> EXERCISE INPUTS
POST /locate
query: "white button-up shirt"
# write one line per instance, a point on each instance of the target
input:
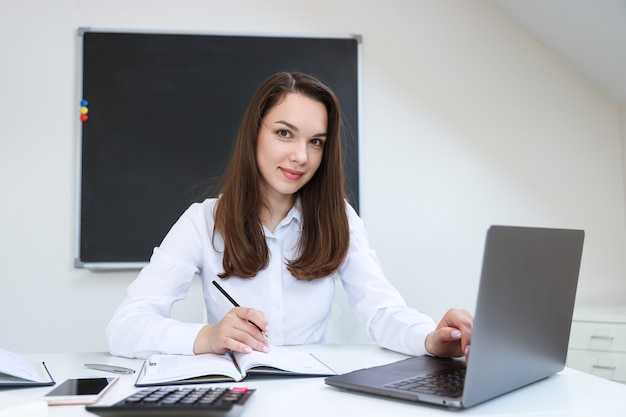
(298, 311)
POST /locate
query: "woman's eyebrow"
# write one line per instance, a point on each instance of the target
(289, 125)
(295, 128)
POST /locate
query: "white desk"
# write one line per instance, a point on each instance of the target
(569, 393)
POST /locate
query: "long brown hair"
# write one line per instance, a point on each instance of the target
(325, 235)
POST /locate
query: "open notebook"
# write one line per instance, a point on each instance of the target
(17, 371)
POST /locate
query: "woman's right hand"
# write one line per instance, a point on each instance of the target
(237, 332)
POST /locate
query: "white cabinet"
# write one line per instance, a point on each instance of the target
(598, 342)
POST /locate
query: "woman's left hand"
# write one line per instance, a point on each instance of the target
(453, 335)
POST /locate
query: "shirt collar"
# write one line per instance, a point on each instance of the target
(293, 215)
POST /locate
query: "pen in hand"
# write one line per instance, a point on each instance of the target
(223, 291)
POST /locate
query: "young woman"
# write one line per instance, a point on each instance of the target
(278, 233)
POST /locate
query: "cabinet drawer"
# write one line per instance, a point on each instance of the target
(607, 365)
(598, 336)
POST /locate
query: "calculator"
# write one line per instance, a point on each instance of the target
(178, 402)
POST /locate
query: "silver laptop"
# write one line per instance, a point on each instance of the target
(521, 325)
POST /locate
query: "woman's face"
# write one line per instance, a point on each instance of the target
(290, 144)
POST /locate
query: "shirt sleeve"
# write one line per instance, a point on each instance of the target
(375, 302)
(142, 325)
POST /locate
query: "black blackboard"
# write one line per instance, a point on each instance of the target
(162, 111)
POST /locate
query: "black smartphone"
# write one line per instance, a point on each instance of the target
(79, 390)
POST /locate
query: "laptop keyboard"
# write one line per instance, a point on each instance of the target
(448, 383)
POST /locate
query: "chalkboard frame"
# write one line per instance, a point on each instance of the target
(107, 193)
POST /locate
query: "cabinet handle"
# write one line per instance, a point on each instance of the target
(603, 337)
(609, 367)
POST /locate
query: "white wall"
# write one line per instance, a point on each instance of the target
(466, 121)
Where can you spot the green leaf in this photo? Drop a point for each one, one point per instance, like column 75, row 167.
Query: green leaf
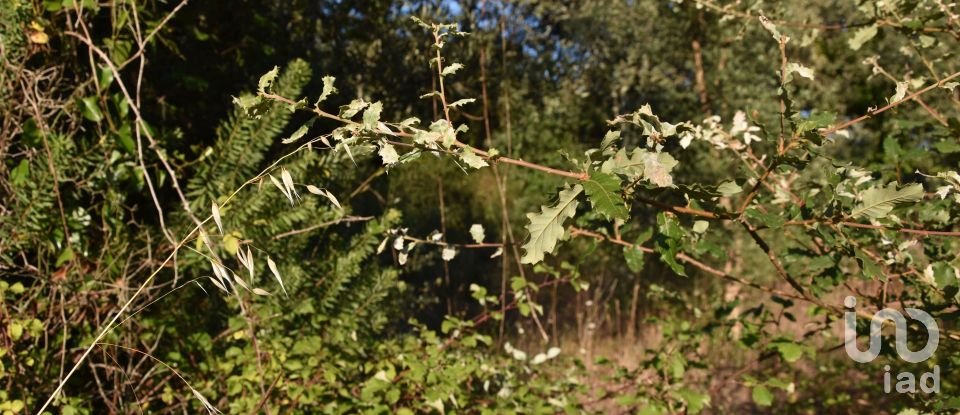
column 267, row 80
column 668, row 241
column 20, row 173
column 477, row 233
column 251, row 105
column 461, row 102
column 451, row 69
column 302, row 131
column 695, row 400
column 15, row 330
column 630, row 166
column 328, row 89
column 90, row 109
column 65, row 256
column 700, row 226
column 657, row 167
column 371, row 116
column 472, row 159
column 546, row 227
column 604, row 193
column 634, row 256
column 729, row 188
column 869, row 268
column 762, row 395
column 388, row 153
column 879, row 201
column 947, row 146
column 790, row 351
column 770, row 220
column 809, row 127
column 355, row 106
column 863, row 35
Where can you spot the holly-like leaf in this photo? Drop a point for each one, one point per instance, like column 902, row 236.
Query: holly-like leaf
column 302, row 131
column 863, row 35
column 451, row 69
column 668, row 241
column 267, row 80
column 328, row 89
column 630, row 166
column 546, row 227
column 879, row 201
column 355, row 106
column 604, row 193
column 371, row 116
column 657, row 167
column 472, row 159
column 388, row 153
column 477, row 233
column 762, row 395
column 729, row 188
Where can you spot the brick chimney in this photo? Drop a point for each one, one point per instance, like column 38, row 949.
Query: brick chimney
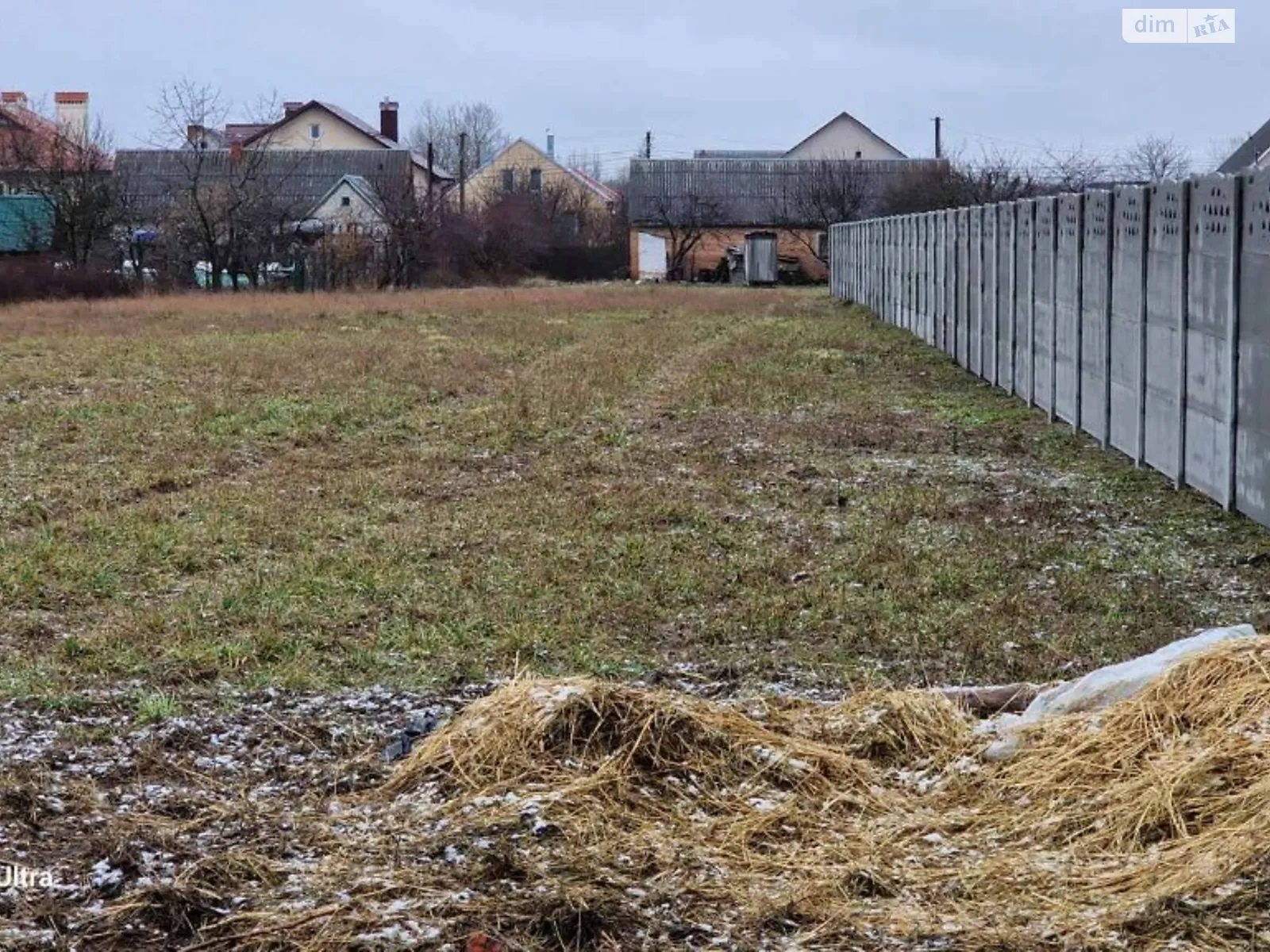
column 71, row 113
column 389, row 120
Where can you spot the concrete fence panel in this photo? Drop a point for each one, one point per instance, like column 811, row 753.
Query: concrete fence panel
column 1166, row 294
column 1140, row 315
column 1045, row 289
column 990, row 319
column 1007, row 329
column 1067, row 304
column 1210, row 336
column 1026, row 298
column 1095, row 324
column 1128, row 340
column 1253, row 451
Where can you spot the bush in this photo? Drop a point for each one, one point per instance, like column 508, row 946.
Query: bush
column 31, row 278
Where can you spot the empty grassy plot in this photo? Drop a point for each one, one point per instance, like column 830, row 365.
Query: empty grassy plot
column 438, row 488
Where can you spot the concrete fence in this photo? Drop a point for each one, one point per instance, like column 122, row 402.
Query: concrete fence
column 1140, row 315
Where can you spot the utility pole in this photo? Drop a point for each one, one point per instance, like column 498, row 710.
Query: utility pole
column 429, row 178
column 463, row 173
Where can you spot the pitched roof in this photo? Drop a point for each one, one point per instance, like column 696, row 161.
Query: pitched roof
column 364, row 188
column 18, row 120
column 1248, row 154
column 296, row 179
column 743, row 192
column 344, row 116
column 852, row 118
column 600, row 190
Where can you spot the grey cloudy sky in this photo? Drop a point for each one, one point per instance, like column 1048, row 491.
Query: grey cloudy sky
column 743, row 74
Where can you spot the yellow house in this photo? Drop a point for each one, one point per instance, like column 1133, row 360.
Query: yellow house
column 522, row 168
column 321, row 126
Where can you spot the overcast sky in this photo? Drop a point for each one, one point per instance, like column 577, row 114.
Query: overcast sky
column 734, row 75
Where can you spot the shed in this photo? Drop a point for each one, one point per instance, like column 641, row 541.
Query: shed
column 25, row 224
column 652, row 257
column 762, row 263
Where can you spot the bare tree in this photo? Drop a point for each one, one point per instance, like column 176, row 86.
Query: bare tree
column 69, row 169
column 1156, row 158
column 444, row 126
column 1073, row 169
column 686, row 220
column 225, row 207
column 994, row 177
column 818, row 194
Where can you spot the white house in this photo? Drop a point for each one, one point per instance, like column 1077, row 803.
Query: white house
column 351, row 207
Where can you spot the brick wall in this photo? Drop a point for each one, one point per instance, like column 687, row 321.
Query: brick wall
column 714, row 245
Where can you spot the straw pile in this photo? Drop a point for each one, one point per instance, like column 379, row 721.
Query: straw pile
column 586, row 816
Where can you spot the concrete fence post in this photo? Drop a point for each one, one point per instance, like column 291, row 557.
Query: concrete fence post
column 1108, row 264
column 1013, row 213
column 1143, row 310
column 1183, row 334
column 1079, row 355
column 1232, row 357
column 977, row 290
column 1053, row 315
column 1030, row 211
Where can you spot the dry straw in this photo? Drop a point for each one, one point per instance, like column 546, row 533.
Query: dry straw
column 578, row 814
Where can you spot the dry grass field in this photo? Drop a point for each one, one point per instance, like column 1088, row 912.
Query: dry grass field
column 243, row 539
column 425, row 490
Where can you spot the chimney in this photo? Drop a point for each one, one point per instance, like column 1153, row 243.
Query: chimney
column 71, row 113
column 389, row 120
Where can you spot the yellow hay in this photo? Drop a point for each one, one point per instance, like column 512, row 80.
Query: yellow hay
column 869, row 824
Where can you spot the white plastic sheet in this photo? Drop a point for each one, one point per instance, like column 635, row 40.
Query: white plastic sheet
column 1105, row 687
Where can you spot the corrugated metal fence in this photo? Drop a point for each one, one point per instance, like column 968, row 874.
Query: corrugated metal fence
column 1140, row 315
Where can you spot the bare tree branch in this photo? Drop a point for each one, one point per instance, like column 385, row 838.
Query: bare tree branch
column 1156, row 158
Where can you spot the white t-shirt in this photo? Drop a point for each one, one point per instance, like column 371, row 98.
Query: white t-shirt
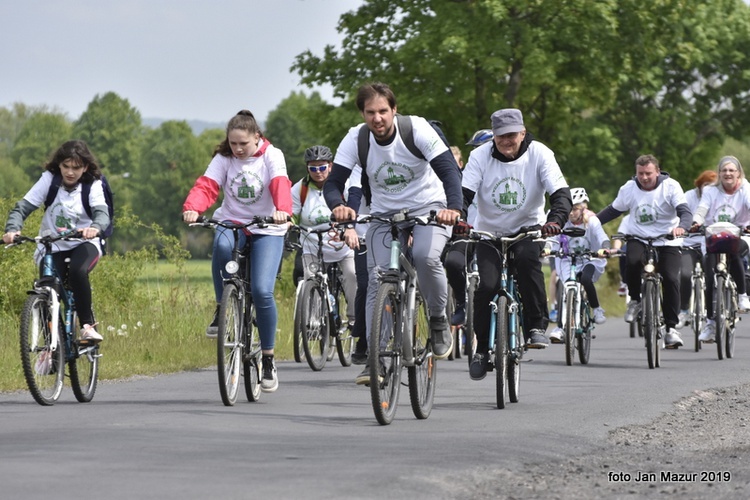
column 652, row 213
column 315, row 214
column 66, row 211
column 245, row 184
column 510, row 195
column 723, row 207
column 398, row 179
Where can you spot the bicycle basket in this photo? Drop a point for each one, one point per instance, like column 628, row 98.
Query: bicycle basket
column 722, row 237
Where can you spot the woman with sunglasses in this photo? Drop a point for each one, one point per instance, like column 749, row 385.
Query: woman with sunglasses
column 310, row 211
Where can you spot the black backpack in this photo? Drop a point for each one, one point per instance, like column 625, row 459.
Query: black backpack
column 406, row 131
column 85, row 193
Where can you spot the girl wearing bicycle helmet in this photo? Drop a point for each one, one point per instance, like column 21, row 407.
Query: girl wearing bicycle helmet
column 591, row 269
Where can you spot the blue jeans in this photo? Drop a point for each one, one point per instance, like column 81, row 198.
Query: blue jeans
column 265, row 257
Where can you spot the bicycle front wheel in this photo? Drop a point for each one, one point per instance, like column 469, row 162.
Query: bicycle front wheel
column 228, row 345
column 502, row 353
column 586, row 325
column 720, row 314
column 315, row 328
column 569, row 327
column 43, row 368
column 385, row 353
column 650, row 322
column 251, row 356
column 422, row 375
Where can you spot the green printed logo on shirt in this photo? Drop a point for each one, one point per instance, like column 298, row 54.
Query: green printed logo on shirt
column 645, row 215
column 393, row 177
column 508, row 194
column 246, row 187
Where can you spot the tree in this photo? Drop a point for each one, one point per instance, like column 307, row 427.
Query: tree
column 299, row 122
column 42, row 133
column 113, row 130
column 599, row 82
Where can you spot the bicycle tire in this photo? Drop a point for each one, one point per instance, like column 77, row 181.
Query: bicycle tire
column 731, row 301
column 299, row 351
column 83, row 367
column 586, row 325
column 470, row 343
column 43, row 369
column 251, row 356
column 385, row 353
column 315, row 327
column 228, row 344
column 720, row 314
column 502, row 352
column 649, row 322
column 569, row 328
column 697, row 312
column 422, row 376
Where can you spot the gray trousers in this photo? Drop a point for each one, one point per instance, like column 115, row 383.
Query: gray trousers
column 427, row 245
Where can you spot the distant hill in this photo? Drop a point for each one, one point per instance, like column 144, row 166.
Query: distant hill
column 198, row 126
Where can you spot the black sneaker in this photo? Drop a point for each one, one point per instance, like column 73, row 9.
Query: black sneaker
column 442, row 338
column 213, row 329
column 269, row 382
column 359, row 356
column 478, row 367
column 536, row 339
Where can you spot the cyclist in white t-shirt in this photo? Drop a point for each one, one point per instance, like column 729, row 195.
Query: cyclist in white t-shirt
column 657, row 206
column 424, row 184
column 510, row 176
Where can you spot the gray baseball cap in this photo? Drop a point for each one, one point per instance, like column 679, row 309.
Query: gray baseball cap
column 506, row 121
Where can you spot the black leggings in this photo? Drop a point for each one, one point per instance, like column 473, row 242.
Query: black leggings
column 83, row 259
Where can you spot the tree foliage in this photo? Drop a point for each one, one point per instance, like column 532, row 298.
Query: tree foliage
column 599, row 82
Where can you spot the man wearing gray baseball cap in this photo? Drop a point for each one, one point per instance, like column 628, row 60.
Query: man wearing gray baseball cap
column 509, row 177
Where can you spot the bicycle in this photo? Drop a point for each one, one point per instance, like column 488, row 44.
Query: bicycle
column 577, row 315
column 321, row 309
column 238, row 340
column 400, row 332
column 723, row 238
column 506, row 343
column 49, row 337
column 650, row 320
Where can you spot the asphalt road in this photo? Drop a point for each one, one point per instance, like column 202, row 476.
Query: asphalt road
column 316, row 437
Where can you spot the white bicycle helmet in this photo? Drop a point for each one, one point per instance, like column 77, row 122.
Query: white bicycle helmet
column 579, row 196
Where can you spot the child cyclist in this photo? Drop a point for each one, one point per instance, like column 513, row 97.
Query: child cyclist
column 591, row 269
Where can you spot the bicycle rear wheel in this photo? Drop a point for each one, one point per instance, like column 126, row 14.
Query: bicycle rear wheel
column 315, row 328
column 228, row 345
column 299, row 351
column 720, row 314
column 586, row 325
column 470, row 345
column 84, row 369
column 650, row 322
column 251, row 368
column 569, row 327
column 502, row 353
column 385, row 353
column 43, row 368
column 423, row 374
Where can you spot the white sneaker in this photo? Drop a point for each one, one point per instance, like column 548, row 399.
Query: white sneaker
column 599, row 316
column 634, row 307
column 555, row 336
column 683, row 319
column 672, row 339
column 708, row 333
column 88, row 334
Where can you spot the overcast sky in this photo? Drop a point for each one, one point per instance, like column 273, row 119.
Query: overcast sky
column 171, row 59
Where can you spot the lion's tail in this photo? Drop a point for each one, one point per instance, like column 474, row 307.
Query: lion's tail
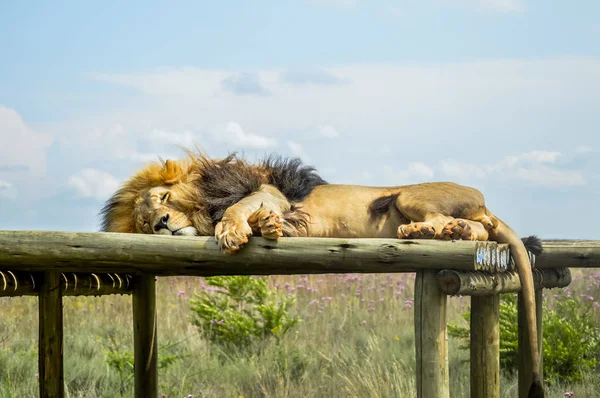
column 502, row 233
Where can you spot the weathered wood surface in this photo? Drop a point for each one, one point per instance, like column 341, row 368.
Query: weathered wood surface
column 145, row 354
column 475, row 283
column 485, row 347
column 50, row 356
column 431, row 337
column 168, row 255
column 569, row 253
column 524, row 353
column 23, row 283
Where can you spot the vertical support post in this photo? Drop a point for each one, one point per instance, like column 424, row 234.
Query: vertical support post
column 144, row 337
column 485, row 346
column 50, row 355
column 431, row 337
column 524, row 354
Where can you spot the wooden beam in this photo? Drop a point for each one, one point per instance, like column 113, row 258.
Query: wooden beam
column 569, row 253
column 22, row 283
column 431, row 337
column 175, row 255
column 485, row 346
column 524, row 354
column 144, row 337
column 474, row 283
column 50, row 356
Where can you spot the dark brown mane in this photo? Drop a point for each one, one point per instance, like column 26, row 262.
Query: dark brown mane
column 225, row 182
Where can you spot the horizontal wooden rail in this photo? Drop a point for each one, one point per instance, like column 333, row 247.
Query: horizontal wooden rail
column 168, row 255
column 475, row 283
column 23, row 283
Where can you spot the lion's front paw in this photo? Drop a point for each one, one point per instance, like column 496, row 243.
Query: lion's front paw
column 271, row 226
column 232, row 235
column 458, row 229
column 416, row 230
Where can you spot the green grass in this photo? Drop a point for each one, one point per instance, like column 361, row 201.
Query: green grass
column 346, row 345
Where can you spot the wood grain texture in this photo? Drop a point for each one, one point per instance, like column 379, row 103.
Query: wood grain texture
column 168, row 255
column 485, row 347
column 23, row 283
column 524, row 355
column 431, row 337
column 145, row 337
column 475, row 283
column 50, row 356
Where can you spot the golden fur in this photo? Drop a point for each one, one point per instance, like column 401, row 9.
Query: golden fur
column 234, row 200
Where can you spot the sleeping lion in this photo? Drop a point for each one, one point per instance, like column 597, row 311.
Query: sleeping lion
column 233, row 200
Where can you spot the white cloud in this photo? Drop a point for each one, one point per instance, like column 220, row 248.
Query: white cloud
column 7, row 190
column 540, row 156
column 298, row 150
column 504, row 6
column 92, row 183
column 585, row 149
column 334, row 3
column 233, row 135
column 187, row 138
column 22, row 147
column 328, row 131
column 419, row 169
column 530, row 167
column 548, row 177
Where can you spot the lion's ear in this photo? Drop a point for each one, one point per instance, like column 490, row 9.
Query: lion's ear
column 171, row 172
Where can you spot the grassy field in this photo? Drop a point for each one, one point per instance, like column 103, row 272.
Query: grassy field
column 355, row 340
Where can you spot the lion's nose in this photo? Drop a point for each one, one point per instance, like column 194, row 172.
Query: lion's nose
column 162, row 223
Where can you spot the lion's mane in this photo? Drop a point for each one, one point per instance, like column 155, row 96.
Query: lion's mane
column 210, row 186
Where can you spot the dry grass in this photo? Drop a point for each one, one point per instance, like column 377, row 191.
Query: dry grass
column 355, row 340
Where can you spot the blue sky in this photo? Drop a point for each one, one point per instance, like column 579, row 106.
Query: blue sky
column 502, row 95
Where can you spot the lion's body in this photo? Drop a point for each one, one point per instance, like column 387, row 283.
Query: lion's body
column 277, row 197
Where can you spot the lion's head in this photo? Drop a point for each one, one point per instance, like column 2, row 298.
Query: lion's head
column 183, row 197
column 163, row 198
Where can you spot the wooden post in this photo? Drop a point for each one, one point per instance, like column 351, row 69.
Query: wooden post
column 144, row 336
column 50, row 355
column 524, row 352
column 431, row 338
column 485, row 346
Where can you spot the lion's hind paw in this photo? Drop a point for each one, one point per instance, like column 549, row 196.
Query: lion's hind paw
column 416, row 230
column 231, row 236
column 458, row 229
column 271, row 226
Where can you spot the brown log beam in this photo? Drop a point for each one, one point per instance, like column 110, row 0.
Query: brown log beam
column 431, row 337
column 169, row 255
column 482, row 284
column 145, row 346
column 22, row 283
column 485, row 346
column 523, row 352
column 50, row 356
column 569, row 253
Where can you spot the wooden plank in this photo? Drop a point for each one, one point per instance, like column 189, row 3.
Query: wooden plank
column 485, row 346
column 178, row 255
column 23, row 283
column 431, row 337
column 524, row 373
column 475, row 283
column 145, row 338
column 50, row 356
column 569, row 253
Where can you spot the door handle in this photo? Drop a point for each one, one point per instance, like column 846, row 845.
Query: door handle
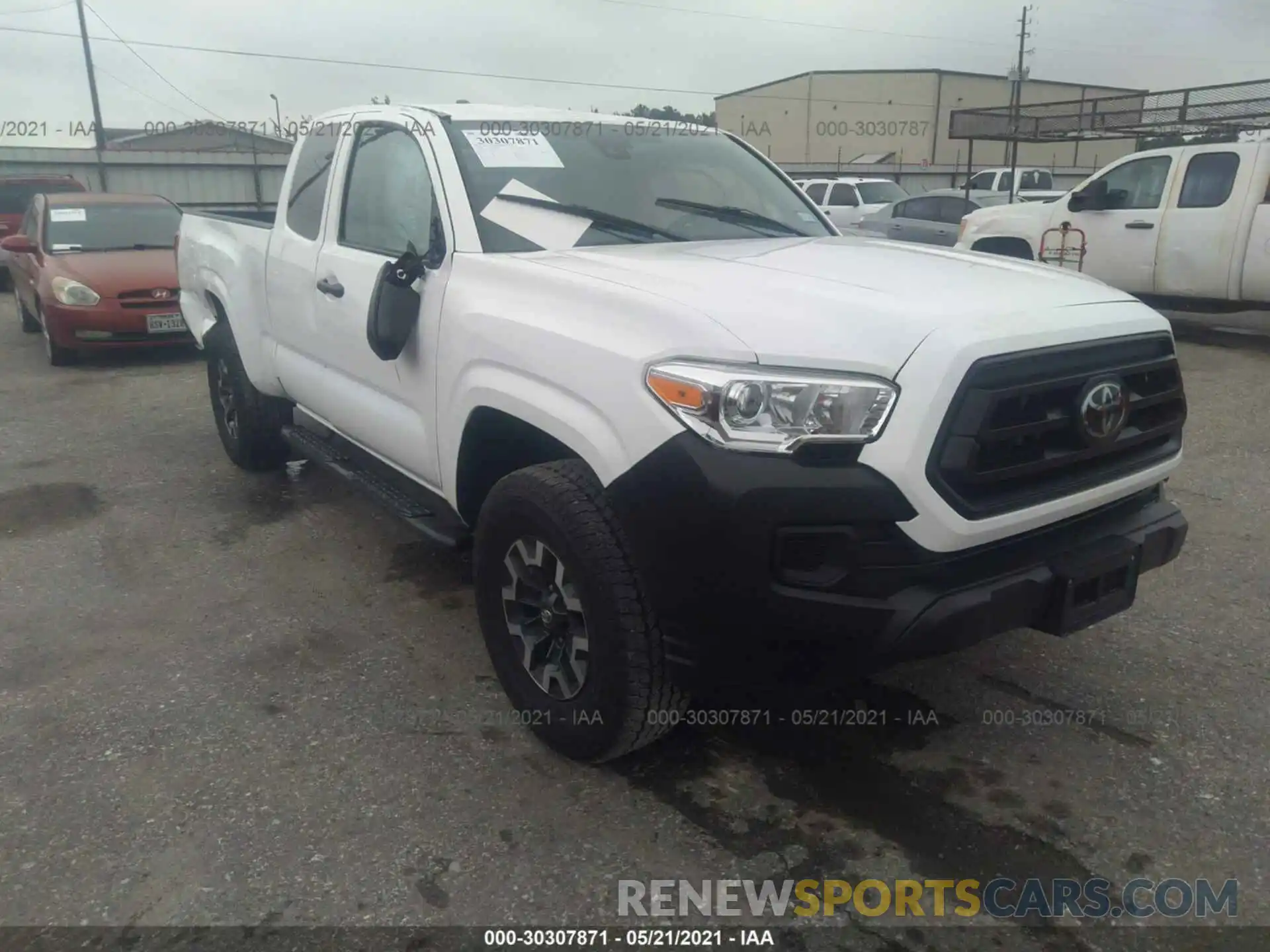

> YOUR OBJECTIVE
The expected answer is a copy of every line in the entries that holds the word "cabinet".

> WRITTEN SOLUTION
query: "white cabinet"
query: "cabinet drawer"
query: "cabinet handle"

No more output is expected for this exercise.